* [Quoted text]:

In assessing the condition of a piece of equipment, the operator gathers data such as vibration, operating temperature, noise, performance and electrical parameters where appropriate.

 At one time, the comparison with normal condition was achieved largely on the basis of staff experience, but the general trend has been towards a more precise quantified approach. This has been required by revised patterns of working and increasing plant complexity, but it is, in essence, the same operation. 

A fundamental question arises of how one can ‘codify’ the knowledge of an experienced engineer and focus the knowledge on a specific area of plant. 

This presents indeed a challenge which has shown significant progress in recent years, although the issue cannot be regarded as completely resolved. 

Important progress has been made in computational modelling (both finite element analysis (FEA) and computational fluid dynamics (CFD)), artificial neural networks (ANNs), statistical approaches, expert systems and identification methods. 

All of these have a role to play in assessing the condition of a piece of equipment and their role will be outlined in subsequent chapters. First of all however, the general field of condition monitoring, as applied to rotating machines, is reviewed.

Generally, these two terms are linked under the general heading of condition monitoring, but in fact, there are two quite distinct functions. In both areas, the first requirement is to gather and record all salient details of the operation of the piece of equipment but, as will be discussed, the choice as to what details are salient is a far from trivial task. 

However, that discussion is deferred for the present. To illustrate this point with a specific example, let us consider a centrifugal pump driven by an electric motor. 

In such a case, the monitored parameters would include bearing vibration levels, temperature, water pressure, water flow rate, motor current and voltage. Note that although this is a fairly long list, it is by no means exhaustive.

 In some circumstances, one may wish to record the rotor vibration (as opposed to that of the bearings) and bearing oil temperature. In fact, even a relatively simple piece of machinery may have a significant number of parameters which may be useful for monitoring purposes and a judicious choice is required to limit the measured set to cost-effective proportions; however, making this choice requires some appreciable physical insight.

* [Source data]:

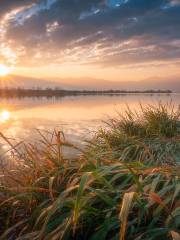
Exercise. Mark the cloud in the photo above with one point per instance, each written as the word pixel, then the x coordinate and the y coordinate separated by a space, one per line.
pixel 100 32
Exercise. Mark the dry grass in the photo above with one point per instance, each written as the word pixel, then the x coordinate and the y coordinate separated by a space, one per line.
pixel 123 186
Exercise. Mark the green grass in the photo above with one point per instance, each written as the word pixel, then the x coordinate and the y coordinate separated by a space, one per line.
pixel 124 185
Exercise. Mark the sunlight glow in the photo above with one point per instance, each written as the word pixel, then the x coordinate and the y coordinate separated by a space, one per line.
pixel 4 116
pixel 4 70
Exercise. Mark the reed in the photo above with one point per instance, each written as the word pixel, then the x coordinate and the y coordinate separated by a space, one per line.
pixel 124 185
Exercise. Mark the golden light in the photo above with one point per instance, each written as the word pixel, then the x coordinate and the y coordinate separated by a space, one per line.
pixel 4 70
pixel 4 116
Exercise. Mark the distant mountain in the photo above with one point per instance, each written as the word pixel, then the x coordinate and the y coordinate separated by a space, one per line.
pixel 91 83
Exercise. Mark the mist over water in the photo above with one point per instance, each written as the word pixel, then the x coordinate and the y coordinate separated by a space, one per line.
pixel 77 116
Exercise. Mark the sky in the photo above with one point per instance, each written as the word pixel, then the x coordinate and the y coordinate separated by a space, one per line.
pixel 114 40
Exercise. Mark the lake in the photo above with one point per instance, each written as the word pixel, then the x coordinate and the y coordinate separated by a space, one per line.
pixel 77 116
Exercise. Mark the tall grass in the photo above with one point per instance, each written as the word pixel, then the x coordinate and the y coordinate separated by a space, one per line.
pixel 125 184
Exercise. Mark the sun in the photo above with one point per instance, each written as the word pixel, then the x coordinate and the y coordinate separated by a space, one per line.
pixel 4 70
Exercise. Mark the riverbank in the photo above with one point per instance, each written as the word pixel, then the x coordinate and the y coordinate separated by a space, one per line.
pixel 124 185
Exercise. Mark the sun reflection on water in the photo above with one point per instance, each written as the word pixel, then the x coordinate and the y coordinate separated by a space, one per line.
pixel 4 116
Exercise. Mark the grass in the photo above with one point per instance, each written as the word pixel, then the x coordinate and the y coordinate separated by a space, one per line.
pixel 124 185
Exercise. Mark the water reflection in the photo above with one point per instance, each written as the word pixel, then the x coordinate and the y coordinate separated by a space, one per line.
pixel 4 116
pixel 77 116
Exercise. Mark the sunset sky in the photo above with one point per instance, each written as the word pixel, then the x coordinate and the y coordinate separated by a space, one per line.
pixel 117 40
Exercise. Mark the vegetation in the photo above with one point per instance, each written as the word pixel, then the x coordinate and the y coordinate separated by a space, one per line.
pixel 124 185
pixel 56 92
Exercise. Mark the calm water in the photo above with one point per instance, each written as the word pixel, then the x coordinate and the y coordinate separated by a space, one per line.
pixel 77 116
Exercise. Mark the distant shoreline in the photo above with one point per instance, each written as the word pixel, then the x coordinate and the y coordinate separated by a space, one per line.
pixel 49 92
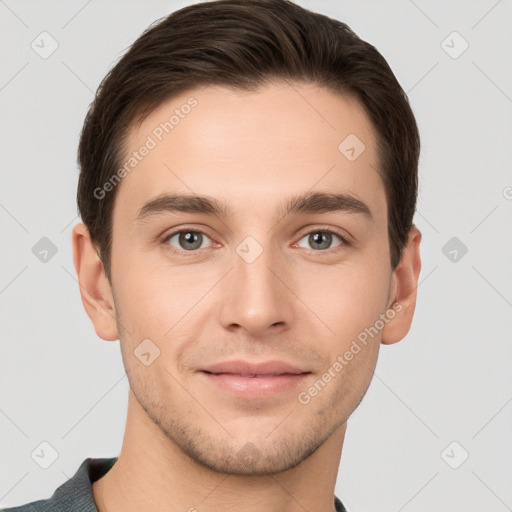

* [Exercises]:
• A. Answer these questions using the condition monitoring text:
(i) At one time, what was the comparison with normal condition largely based on?
(ii) What machine is considered as a specific example?
(iii) Which two further parameters might one wish to record in some circumstances?
• B. Say whether each statement agrees with the condition monitoring text, and quote the words that decide it:
(i) The question of codifying an experienced engineer's knowledge is fully settled.
(ii) The parameters listed for the pump cover everything that could be monitored.
(iii) Revised patterns of working and increasing plant complexity required a more quantified approach.

* [Outputs for the tasks]:
• A.
(i) Staff experience.
(ii) A centrifugal pump driven by an electric motor.
(iii) Rotor vibration and bearing oil temperature.

• B.
(i) No: "although the issue cannot be regarded as completely resolved"
(ii) No: "it is by no means exhaustive"
(iii) Yes: "This has been required by revised patterns of working and increasing plant complexity"